• EXCERPT PROVIDED:
Small business minister Paul Scully has defended the government’s plans to scrap free Covid testing from 31 March.
Scully argued that the Government must take into account whether the tests are worth the £2 billion in spending currently allocated toward them per month.
When quizzed over the plans by TalkRadio this morning, he argued: “We don’t test for flu, we don’t test for other transmissible illnesses,” and that the spending might be “better spent” tackling the backlog of routine NHS appointments.
He also told Sky News’ Breakfast programme: “If you think about what that £2 billion might go towards, there’s a lot of other backlogs in the NHS, other illnesses in the NHS that that money could otherwise go to.”
“So for every person that’s worried about a test, there may be another person who’s worried about a cancer diagnosis or something.”
While Scully admitted that he would permit his own staff work remotely following the scrapping of self-isolation rules , he stressed that it was up to individuals and businesses to make their own decisions.
“It will come back to employers and employees to make those decisions for themselves but we’ll see that guidance later.”
“Like any illness, any transmissible illness, you would say stay at home if you had a flu or something like that,” but explained that “ it would be down to themselves or down to their employer.”
“This is why we need to make sure we have really good guidance for employers but as I say there comes a time when the pandemic means a more endemic approach to Covid in the same way as flu and other viruses are treated and that’s what we’ve got to get back to.

• THE DATA:
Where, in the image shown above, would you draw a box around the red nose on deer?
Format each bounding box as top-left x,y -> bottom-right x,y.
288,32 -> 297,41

• PROBLEM DESCRIPTION:
Continue the news report on Paul Scully's defense of ending free Covid testing, starting after its final sentence.

• EXPECTED ANSWER:
“But it’s a fine balance, clearly, and that’s why Cabinet is meeting this morning to go through the science, to go through that balance and debate it and then obviously the Prime Minister will come to Parliament to make his announcement.”
He also went on to respond to questions over Boris Johnson’s premiership as the Metropolitan Police investigation into multiple allegations of lockdown-breaching gatherings in No 10 and Whitehall continues.
He claimed there was a “real high bar” for Boris Johnson to resign over the scandal.
In a BBC interview on Sunday, Johnson said the voters “won’t have long” before the Met inquiry makes a conclusion, but did not say whether or not he would resign should he be found guilty of a rule breach.
“What we want to do is look at what happens with police action, the police report and then what happens with the Sue Gray report and look at it in the round,” Scully told Sky News.
“I’ve always said I treat it with a real high bar to get rid of any Prime Minister. I think we just need to see it in the round. I need to see context… I want to see the Sue Gray report, see what the police find and then we can have that conversation at that point. I’m going to wait to see context before I really make any more judgement on it.”